### [Short exercise]
Repeat the records in full and exactly, omitting pictures.

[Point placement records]
◇ ◇ ◇ ◇
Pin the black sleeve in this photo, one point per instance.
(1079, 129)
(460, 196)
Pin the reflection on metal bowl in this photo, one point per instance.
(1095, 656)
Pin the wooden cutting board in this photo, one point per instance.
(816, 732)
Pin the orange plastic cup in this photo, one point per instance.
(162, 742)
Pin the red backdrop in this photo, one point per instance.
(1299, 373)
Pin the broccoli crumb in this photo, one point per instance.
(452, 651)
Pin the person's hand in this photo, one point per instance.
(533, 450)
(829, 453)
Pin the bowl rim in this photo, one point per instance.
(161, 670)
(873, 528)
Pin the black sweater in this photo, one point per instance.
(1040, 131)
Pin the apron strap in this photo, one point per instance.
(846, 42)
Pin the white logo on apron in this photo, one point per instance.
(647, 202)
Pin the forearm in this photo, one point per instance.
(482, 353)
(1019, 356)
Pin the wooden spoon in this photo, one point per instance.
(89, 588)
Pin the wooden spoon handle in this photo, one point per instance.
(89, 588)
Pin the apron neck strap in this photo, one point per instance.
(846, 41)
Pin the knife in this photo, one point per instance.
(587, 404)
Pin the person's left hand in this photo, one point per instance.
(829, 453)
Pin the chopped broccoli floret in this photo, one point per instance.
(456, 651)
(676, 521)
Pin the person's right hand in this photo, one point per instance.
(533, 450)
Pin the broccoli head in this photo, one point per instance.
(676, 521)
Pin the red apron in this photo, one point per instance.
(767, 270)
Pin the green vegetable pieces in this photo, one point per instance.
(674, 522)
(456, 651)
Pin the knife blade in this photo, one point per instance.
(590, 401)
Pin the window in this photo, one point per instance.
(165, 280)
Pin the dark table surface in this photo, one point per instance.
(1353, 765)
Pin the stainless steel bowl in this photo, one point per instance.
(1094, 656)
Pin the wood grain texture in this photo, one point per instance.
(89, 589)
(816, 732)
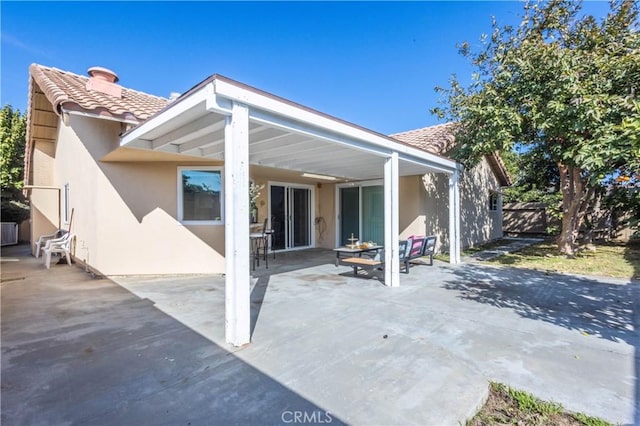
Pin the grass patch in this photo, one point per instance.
(608, 259)
(509, 406)
(472, 250)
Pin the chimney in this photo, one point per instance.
(104, 80)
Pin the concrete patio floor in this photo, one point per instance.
(78, 350)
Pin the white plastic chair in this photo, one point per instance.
(43, 239)
(60, 245)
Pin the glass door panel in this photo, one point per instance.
(300, 217)
(278, 217)
(373, 214)
(349, 214)
(290, 216)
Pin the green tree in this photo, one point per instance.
(563, 85)
(13, 126)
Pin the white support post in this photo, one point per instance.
(391, 222)
(454, 217)
(236, 228)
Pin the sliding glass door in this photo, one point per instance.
(361, 213)
(290, 212)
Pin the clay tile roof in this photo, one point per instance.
(63, 88)
(435, 139)
(440, 140)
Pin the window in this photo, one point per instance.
(64, 204)
(200, 195)
(494, 201)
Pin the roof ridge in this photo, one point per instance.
(448, 123)
(84, 77)
(62, 87)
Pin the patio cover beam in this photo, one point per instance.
◇ ◇ ◇ ◇
### [Solution below]
Pin the black sleeve in this photo, one point per instance.
(1079, 129)
(460, 196)
Pin the reflection on metal bowl in this photo, one point per instance.
(1095, 656)
Pin the wooden cutting board in this photo, one point per instance.
(816, 732)
Pin the orange plastic cup in this photo, one point per instance.
(162, 742)
Pin the red backdrop in this photo, one point per instance.
(1299, 373)
Pin the broccoli crumb in this photo, one point per instance.
(452, 651)
Pin the person's hand in this photo, one point per instance.
(533, 450)
(829, 453)
Pin the bowl rim in this photo, one point per instance.
(161, 670)
(873, 528)
Pin the black sweater in this photo, one point per instance.
(1040, 131)
Pin the apron strap in this photo, one point per instance.
(846, 42)
Pin the white logo on apron in this photo, one point per instance.
(647, 202)
Pin the forearm in this photo, one point per instance.
(482, 353)
(1019, 356)
Pin the wooden spoon in this photo, one point per instance.
(89, 588)
Pin the wooden spoon handle in this photo, one point per instance.
(89, 588)
Pin the apron neck strap in this photo, one point per instance.
(846, 41)
Pin the knife in this photo, one point per instance.
(587, 404)
Pin the person's left hand in this photo, one point per instance.
(829, 453)
Pin the chopped broccoli floret in this photo, one point per instance.
(456, 651)
(676, 521)
Pin the person's right hand in this photo, one point per instance.
(533, 450)
Pin the broccoli head in this photo, one point per instance.
(676, 521)
Pin the red apron in this photo, one point per instance.
(767, 270)
Pin the green vegetable pieces in this photo, one point per instance.
(674, 522)
(456, 651)
Pin the knife blade in this photo, one point per instance.
(590, 401)
Pin the window in this photo, one point per instance.
(165, 280)
Pin the dark table surface in this photo, one point per instance.
(1353, 765)
Pin the stainless steel bowl in this photo, one point per instance.
(1094, 656)
Pin the wood grain texture in this photo, one point per instance.
(89, 589)
(816, 732)
Pin the grass patch in this photo, one point per instance.
(608, 259)
(509, 406)
(472, 250)
Pin the chimney in this photo, one point per instance.
(104, 80)
Pin the concrete patio floor in this photo, one point per instance.
(78, 350)
Pin the white plastic chair in this photo, one point per instance.
(43, 239)
(60, 245)
Pin the glass door panel in this photo, one point per instance.
(300, 217)
(278, 217)
(373, 214)
(349, 214)
(290, 216)
Pin the green tree in this photo, one point per instance.
(563, 85)
(13, 126)
Pin the white support post in this photo, one point per instance.
(391, 222)
(454, 217)
(236, 228)
Pin the sliding glass door in this photo, one point per instance.
(361, 213)
(290, 212)
Pin the clay tile roof in this photo, one point per instance.
(63, 88)
(435, 139)
(440, 140)
Pin the window in this photo, one point per instance.
(64, 204)
(200, 195)
(494, 201)
Pin the roof ridge in this photo, one point per instance.
(448, 123)
(84, 77)
(62, 87)
Pin the patio cover beam in this photo, one point per instance.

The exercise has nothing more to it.